* _Source excerpt_

Purpose and the Meaning of Good
From at least the time of Aristotle,
the Good was identified with purpose. Aristotle’s Nicomachaen Ethics opens with the assertion: “Every art and every
inquiry, and similarly every action and pursuit, is thought to aim at some
good; and for this reason the good has been declared to be that at which all
things aim.” The highest good is the end, telos,
which is desired for its own sake. The task of ethics consists in
understanding what this good is and how to attain it.
Aristotle’s notion
of the Good as the final end or purpose came into Medieval Christian thought
primarily through the work of St. Thomas Aquinas and his theory of natural law.
St. Thomas defined natural law as an aspect of eternal law, the order by which
all things are directed to their end. Like Aristotle, St. Thomas thought of God as pure being, pure
actuality, whereas creation consisted of a process of things becoming by actualizing their potential.
Using a popular example, an acorn has the potential to become a mature oak
tree. Inanimate things, plants, and non-rational animals achieve their
actuality naturally. We humans, as rational beings, participate in the eternal
law and must seek our end voluntarily using reason and free will.

* _Supplied data_
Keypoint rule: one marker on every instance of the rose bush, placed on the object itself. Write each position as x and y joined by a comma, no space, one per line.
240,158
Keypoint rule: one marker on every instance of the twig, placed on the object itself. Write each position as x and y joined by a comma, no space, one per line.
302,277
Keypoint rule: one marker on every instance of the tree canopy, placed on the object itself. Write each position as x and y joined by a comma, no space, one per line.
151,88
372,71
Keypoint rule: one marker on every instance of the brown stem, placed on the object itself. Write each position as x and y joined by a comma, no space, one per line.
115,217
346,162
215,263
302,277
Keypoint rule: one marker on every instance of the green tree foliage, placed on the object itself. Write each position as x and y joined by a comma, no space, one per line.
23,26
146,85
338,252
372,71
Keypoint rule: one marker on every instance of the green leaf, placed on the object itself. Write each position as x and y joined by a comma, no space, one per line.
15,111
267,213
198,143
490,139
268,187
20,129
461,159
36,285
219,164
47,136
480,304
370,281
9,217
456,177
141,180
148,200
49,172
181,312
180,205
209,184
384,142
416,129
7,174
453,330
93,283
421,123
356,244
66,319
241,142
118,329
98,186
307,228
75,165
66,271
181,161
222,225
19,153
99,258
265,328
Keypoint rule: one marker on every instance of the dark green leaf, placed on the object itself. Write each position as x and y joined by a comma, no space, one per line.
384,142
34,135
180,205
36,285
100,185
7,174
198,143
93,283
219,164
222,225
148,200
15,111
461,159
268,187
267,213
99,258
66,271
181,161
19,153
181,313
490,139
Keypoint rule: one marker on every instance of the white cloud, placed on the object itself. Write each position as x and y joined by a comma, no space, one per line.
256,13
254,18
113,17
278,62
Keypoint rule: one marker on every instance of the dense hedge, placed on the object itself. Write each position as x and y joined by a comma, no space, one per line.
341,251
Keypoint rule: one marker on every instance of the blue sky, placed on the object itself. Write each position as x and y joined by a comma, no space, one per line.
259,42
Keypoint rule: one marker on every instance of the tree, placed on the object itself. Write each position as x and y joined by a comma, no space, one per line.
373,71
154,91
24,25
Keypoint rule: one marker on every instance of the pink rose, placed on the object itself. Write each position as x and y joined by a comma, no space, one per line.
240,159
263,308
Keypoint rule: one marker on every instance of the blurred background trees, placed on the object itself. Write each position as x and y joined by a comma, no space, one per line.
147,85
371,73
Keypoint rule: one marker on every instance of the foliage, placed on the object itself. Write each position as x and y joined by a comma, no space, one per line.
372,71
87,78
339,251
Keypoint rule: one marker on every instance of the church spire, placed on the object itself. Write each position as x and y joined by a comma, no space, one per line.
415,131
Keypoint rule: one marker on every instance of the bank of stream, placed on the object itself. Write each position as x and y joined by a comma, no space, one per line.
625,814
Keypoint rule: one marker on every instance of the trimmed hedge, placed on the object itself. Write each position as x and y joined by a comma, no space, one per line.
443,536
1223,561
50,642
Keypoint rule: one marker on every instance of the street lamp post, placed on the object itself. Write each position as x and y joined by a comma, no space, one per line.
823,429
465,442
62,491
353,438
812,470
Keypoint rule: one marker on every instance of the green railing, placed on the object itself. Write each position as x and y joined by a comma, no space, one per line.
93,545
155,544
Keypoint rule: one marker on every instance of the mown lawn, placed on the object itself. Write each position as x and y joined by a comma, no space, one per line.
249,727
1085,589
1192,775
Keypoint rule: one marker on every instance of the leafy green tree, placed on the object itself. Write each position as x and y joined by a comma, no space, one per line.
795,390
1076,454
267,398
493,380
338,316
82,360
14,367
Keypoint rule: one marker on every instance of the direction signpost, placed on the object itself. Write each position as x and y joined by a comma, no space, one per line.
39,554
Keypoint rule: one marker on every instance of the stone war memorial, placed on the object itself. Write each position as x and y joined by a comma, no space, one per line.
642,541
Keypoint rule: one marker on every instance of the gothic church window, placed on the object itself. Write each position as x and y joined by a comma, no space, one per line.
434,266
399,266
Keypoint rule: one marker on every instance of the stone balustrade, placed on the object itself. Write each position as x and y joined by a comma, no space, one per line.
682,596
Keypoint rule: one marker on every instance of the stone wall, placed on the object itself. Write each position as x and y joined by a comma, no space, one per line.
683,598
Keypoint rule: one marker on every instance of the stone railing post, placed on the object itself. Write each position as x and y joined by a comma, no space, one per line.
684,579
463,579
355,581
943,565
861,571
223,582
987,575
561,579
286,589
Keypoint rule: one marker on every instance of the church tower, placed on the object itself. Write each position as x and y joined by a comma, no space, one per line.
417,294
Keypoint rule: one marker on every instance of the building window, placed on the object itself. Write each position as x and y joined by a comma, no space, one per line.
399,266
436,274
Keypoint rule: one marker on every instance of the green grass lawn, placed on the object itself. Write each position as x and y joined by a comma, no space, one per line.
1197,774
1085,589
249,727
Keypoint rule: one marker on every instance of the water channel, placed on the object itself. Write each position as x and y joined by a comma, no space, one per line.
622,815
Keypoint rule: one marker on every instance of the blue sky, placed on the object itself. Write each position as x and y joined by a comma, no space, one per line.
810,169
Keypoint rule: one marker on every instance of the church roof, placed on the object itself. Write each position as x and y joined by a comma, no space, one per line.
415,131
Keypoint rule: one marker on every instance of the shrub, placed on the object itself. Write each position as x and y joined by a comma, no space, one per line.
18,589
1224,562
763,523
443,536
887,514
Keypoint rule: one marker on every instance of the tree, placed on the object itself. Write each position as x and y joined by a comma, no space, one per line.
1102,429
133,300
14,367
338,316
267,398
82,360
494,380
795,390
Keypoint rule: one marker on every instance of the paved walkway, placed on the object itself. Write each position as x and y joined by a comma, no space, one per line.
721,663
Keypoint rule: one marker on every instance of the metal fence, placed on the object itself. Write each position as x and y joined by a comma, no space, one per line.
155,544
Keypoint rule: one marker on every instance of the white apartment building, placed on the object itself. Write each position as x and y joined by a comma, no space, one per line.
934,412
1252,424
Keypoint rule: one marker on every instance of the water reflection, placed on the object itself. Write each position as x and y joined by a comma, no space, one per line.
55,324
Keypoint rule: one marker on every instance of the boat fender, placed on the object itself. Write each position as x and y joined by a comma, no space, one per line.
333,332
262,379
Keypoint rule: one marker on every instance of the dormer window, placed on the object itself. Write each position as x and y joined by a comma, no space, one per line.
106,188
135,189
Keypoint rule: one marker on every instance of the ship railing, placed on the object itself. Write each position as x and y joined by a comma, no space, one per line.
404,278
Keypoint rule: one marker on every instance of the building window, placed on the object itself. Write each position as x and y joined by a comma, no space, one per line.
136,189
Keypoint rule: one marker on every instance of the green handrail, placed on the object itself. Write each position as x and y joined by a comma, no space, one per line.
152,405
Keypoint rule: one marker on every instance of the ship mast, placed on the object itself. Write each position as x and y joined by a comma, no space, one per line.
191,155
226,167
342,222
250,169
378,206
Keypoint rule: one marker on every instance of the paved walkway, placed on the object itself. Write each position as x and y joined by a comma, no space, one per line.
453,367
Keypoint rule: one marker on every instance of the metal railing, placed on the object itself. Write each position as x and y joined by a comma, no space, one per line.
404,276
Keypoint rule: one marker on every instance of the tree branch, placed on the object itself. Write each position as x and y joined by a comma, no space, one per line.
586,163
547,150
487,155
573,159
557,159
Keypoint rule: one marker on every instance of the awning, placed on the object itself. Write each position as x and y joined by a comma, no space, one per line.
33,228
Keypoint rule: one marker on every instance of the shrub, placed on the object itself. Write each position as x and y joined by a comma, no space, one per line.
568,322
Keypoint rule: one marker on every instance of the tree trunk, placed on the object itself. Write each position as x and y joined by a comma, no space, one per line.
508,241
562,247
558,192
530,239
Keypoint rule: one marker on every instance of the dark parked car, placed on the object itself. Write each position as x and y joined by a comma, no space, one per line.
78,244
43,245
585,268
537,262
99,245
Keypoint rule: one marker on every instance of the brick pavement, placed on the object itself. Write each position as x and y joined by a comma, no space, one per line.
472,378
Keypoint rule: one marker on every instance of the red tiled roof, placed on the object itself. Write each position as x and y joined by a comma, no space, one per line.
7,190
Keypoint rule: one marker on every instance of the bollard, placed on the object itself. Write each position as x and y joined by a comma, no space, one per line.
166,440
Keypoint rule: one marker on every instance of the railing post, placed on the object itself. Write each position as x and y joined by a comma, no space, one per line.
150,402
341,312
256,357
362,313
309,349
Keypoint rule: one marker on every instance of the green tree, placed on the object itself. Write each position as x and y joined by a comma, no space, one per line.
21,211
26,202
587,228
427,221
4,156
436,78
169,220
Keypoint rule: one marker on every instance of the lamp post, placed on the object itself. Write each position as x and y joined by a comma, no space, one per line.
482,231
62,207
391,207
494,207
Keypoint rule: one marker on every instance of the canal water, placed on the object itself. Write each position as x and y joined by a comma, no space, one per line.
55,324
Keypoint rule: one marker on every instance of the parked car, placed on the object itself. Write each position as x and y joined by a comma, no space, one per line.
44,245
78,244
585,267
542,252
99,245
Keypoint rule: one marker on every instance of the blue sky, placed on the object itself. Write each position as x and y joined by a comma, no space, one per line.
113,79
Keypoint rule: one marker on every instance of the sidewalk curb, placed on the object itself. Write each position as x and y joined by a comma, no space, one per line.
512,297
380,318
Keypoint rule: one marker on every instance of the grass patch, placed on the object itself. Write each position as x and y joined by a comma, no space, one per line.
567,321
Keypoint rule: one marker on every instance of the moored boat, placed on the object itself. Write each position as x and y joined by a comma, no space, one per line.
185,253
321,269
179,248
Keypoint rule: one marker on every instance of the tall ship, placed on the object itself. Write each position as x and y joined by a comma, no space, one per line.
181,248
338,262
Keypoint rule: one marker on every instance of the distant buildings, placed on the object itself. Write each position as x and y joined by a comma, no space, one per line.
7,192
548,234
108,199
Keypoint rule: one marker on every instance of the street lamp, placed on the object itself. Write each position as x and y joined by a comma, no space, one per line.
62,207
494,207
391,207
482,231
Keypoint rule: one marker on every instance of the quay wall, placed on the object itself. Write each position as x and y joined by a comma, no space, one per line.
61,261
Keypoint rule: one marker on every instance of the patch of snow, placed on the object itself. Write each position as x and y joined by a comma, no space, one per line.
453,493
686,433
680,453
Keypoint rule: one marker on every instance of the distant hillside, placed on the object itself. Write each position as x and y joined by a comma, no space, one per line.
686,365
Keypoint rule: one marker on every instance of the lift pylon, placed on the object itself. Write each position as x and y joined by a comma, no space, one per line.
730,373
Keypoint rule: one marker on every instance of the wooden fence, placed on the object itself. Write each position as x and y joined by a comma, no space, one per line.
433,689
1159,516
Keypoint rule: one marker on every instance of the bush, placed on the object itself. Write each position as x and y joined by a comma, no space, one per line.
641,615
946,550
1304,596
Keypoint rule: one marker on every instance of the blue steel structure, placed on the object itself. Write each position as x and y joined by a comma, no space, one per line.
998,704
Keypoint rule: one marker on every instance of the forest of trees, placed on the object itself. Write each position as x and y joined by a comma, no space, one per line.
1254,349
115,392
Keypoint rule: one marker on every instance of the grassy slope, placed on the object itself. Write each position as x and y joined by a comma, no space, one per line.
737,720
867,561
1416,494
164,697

* _Problem details_
Reproduce the passage on purpose and the meaning of Good word for word, from its heading to its final sentence.

* _Written response_
Purpose and the Meaning of Good
From at least the time of Aristotle,
the Good was identified with purpose. Aristotle’s Nicomachaen Ethics opens with the assertion: “Every art and every
inquiry, and similarly every action and pursuit, is thought to aim at some
good; and for this reason the good has been declared to be that at which all
things aim.” The highest good is the end, telos,
which is desired for its own sake. The task of ethics consists in
understanding what this good is and how to attain it.
Aristotle’s notion
of the Good as the final end or purpose came into Medieval Christian thought
primarily through the work of St. Thomas Aquinas and his theory of natural law.
St. Thomas defined natural law as an aspect of eternal law, the order by which
all things are directed to their end. Like Aristotle, St. Thomas thought of God as pure being, pure
actuality, whereas creation consisted of a process of things becoming by actualizing their potential.
Using a popular example, an acorn has the potential to become a mature oak
tree. Inanimate things, plants, and non-rational animals achieve their
actuality naturally. We humans, as rational beings, participate in the eternal
law and must seek our end voluntarily using reason and free will.